Extracted text
# # #
Media sensitised to child, forced labour reporting

Thirty selected media practitioners have undergone a day's sensitisation training in Accra on child labour and forced labour issues.

The training, which included the use of International Labour Organisation's (ILO) indicators on forced labour to address the problem in Ghana, seeks to expose journalists to laws that will help define child labour and forced labour.

Organised by the Global March Africa on Child Labour, with technical and financial support from Forced Labour Indicators Project (FLIP) Veritè and the United States Department of Labour, the programme brought together Social Mobilisation Partners on Child Labour (SOMOPAC), to empower them in their field of work.

The social mobilisation partners on child labour, are Ghanaian journalists who are being trained to focus on reporting on child labour and forced labour in Ghana.

The training, under FLIP, will also enable journalists to be equipped for enhanced advocacy, and to sharpen their skills for accurate reporting to reduce child labour.

In a presentation, the Deputy General Secretary for the General Agricultural Workers' Union (GAWU), Andrews Addoquaye Tagoe, who is also the Regional Co-ordinator for the Global March Africa on Child Labour, said the basic factor had to do with the definitions of child labour and forced labour.

He said child labour or forced labour could not be defined by using emotions or just by looking at the people involved in it.

The definitions, according to him, are by laws, routed in international and national conventions.

Mr Tagoe noted that parental consent was key in terms of the definition of child labour.

That, according to him, would consider the type of work that the child was doing, whether on the farm, washing, or household chores.

Mr Tagoe, who was a co-facilitator, said the age under consideration for a child was, if the child is under 17 years, the consideration was whether or not the work affected the child's education, his or her personal development, time, basic human rights, and or mortality.

On forced labour, he indicated that key among the considerations for the definitions was freedom of the individual to leave the work voluntarily.

"If one cannot work and freely leave the work voluntarily, then that can be considered as forced labour,” Mr Tagoe reiterated.

Deep insights

The Global Programme Director of FLIP Veritè's, Josephine Dadzie, who was a facilitator, urged the media to be armed with deep insights into forced labour and to use the plethora of resources available, especially on the FLIP website, to enhance their knowledge.
# # #
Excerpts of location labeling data

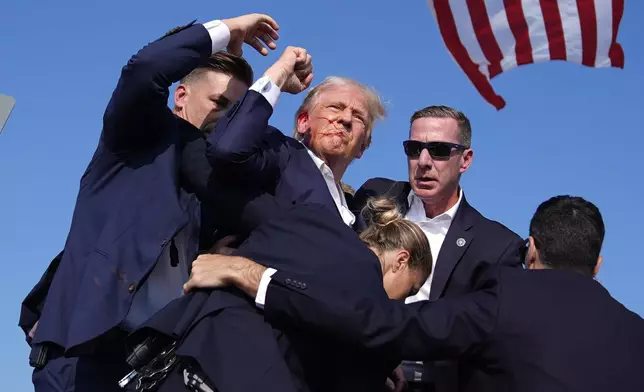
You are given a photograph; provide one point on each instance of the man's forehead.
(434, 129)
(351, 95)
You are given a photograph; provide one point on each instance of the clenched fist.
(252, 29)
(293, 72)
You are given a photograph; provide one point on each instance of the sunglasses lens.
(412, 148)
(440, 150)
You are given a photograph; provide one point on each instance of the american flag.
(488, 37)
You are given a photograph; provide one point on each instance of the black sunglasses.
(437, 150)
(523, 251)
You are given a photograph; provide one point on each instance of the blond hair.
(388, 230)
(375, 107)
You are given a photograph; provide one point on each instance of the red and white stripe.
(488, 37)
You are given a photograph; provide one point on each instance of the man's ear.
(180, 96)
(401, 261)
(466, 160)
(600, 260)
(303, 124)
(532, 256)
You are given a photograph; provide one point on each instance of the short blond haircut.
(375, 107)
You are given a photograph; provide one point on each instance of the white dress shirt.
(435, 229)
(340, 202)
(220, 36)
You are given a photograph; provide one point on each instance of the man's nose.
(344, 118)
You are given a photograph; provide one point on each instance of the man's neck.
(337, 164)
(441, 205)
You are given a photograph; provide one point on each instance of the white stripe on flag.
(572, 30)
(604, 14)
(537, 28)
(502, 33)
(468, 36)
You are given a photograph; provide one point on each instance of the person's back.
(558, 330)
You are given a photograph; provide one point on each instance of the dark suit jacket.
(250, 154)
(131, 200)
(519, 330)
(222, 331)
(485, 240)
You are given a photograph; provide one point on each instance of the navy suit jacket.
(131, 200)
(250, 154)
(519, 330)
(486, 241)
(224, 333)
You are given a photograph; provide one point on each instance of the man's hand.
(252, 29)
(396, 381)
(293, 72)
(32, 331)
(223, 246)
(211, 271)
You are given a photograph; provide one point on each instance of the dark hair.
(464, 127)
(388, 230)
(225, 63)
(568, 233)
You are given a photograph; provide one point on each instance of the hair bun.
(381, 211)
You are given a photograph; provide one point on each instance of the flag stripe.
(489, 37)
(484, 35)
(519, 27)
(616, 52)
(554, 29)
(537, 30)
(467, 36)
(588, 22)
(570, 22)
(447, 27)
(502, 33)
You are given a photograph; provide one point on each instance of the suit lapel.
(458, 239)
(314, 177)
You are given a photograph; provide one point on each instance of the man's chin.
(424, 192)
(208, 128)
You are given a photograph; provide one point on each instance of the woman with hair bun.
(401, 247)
# # #
Written request 1
Quote the article on child and forced labor reporting from "Mr Tagoe, who" up to and including "and or mortality.".
Written request 2
In the article on child and forced labor reporting, what does Mr. Tagoe identify as key among the considerations for defining forced labor?

Correct result 1
Mr Tagoe, who was a co-facilitator, said the age under consideration for a child was, if the child is under 17 years, the consideration was whether or not the work affected the child's education, his or her personal development, time, basic human rights, and or mortality.

Correct result 2
The freedom of the individual to leave the work voluntarily.